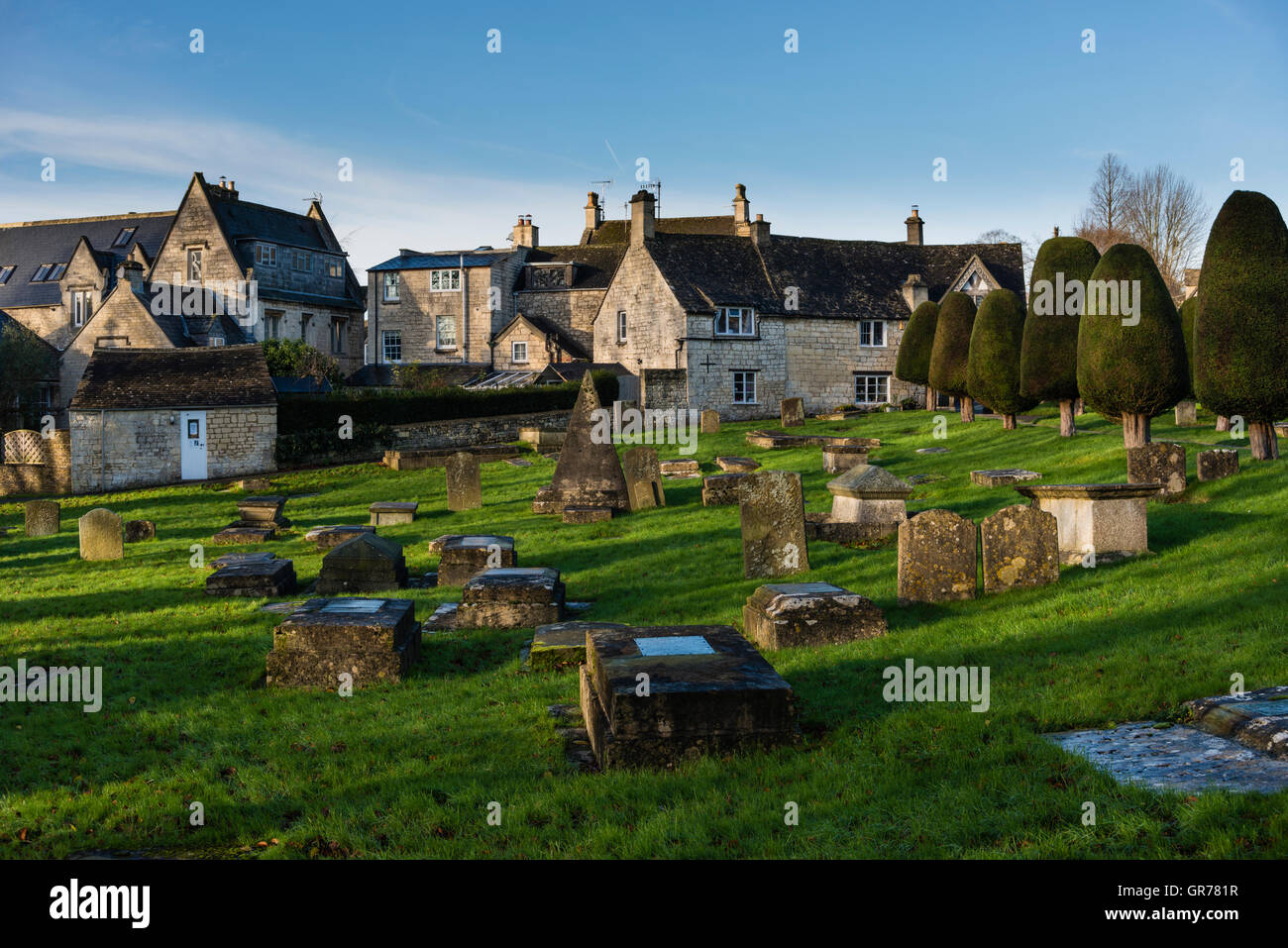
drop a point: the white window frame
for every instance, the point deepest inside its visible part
(883, 388)
(445, 281)
(393, 337)
(746, 322)
(872, 327)
(439, 343)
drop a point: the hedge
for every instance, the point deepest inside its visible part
(317, 414)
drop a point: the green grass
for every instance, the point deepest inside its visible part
(410, 769)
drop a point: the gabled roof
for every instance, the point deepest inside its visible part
(593, 270)
(833, 278)
(619, 231)
(26, 247)
(193, 377)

- [EXERCISE TASK]: Could you rewrite the lines of all the records above as a JSON list of strings, one string per line, with blank lines dropped and the pictures left out?

- [THE SOLUTION]:
[
  "drop a point: the white window frame",
  "for every instance, the point deepest inside its visible part",
  "(883, 388)",
  "(445, 281)",
  "(393, 337)",
  "(746, 322)",
  "(872, 327)",
  "(439, 343)",
  "drop a point: the hedge",
  "for every instance, the point deepest inside its visible part",
  "(317, 414)",
  "drop a point: the green grass",
  "for every instance, the point deepest inside its visible part",
  "(410, 769)",
  "drop a point: the gabled roof",
  "for every instance, the point deepest inside its visible part",
  "(593, 270)",
  "(833, 278)",
  "(619, 231)",
  "(26, 247)",
  "(193, 377)"
]